==== DATA TO PROCESS ====

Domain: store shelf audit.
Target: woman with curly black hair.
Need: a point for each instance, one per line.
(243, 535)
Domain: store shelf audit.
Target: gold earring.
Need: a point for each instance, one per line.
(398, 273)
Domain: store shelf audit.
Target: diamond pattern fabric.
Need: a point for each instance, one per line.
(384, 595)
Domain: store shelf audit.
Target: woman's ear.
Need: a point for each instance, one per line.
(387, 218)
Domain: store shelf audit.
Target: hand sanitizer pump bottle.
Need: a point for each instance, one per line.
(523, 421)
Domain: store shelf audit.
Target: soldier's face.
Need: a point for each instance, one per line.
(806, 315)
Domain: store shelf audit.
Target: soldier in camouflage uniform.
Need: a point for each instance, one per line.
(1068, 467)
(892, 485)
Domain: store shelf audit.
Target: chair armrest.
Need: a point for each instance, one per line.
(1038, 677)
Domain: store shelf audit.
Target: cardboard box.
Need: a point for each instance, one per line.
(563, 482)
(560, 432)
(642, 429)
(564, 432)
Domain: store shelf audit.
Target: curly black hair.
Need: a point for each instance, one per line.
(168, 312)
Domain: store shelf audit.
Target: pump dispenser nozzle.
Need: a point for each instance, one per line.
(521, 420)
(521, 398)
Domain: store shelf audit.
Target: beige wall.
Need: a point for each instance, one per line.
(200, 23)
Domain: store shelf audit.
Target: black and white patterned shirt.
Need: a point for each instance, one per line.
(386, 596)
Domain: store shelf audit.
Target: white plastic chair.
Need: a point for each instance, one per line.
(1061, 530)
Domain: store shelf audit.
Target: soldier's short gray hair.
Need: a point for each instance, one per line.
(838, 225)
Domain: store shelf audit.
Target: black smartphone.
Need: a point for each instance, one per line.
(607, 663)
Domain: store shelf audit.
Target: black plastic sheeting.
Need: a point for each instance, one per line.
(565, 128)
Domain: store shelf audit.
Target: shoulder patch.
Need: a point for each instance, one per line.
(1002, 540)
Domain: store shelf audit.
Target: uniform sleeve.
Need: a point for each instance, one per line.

====

EXERCISE: Each line above must be reproduced exactly as it stands.

RIGHT ANSWER:
Domain: store shelf audit.
Target: woman with curly black hair.
Need: a point for each instance, one per line.
(243, 535)
Domain: store shelf audit.
Target: gold earring.
Need: a point for each instance, one per line.
(398, 273)
Domain: store shelf audit.
Target: diamond pattern fabric.
Need: a point for each instance, one per line.
(384, 595)
Domain: store shelf audit.
Target: woman's ear.
Need: a point for each instance, one per line.
(387, 218)
Domain: store shelf audit.
Target: hand sanitizer pump bottle.
Need: a point for each instance, one per line.
(523, 421)
Domain: store shelf audit.
Target: soldier's face.
Need: a point for each instance, one per line.
(806, 315)
Domain: store shelf audit.
Target: soldier in camouflage uniform.
Need: a point for each instance, one per line.
(1068, 467)
(892, 485)
Domain: store shelf audit.
Target: chair armrest.
Need: a point for each instance, one per line.
(1038, 677)
Domain: store shelf audit.
Target: cardboard box.
Need: a point for each instance, one per line.
(563, 482)
(560, 432)
(642, 429)
(564, 432)
Domain: store shelf audit.
Target: curly black hair.
Need: a point for each instance, one per line.
(168, 312)
Domain: store shelf audit.
Target: pump dispenser nozzle.
Need: a point for each instance, one per line.
(521, 420)
(521, 398)
Domain: store shelf audit.
Target: beige wall.
Need: a point for each instance, one per line.
(200, 23)
Domain: store shelf audit.
Target: black and white patterned shirt.
Need: a point for each instance, one per line.
(386, 596)
Domain: store shelf audit.
Target: white plastic chair.
Need: a point for each instance, one per line.
(1061, 530)
Domain: store shelf audit.
Target: soldier's short gray hair.
Need: a point for each instance, one per line.
(838, 225)
Domain: store shelf audit.
Target: black smartphone.
Need: a point for each instance, one per line.
(607, 663)
Domain: store shelf audit.
Target: black plastic sheeting.
Need: a point for each instance, one per line.
(565, 128)
Domain: store shelf audit.
Target: shoulder patch.
Need: a point for each instance, one per line.
(1002, 540)
Domain: store shelf audit.
Target: uniform sleeve.
Need: a point for each instance, one per line.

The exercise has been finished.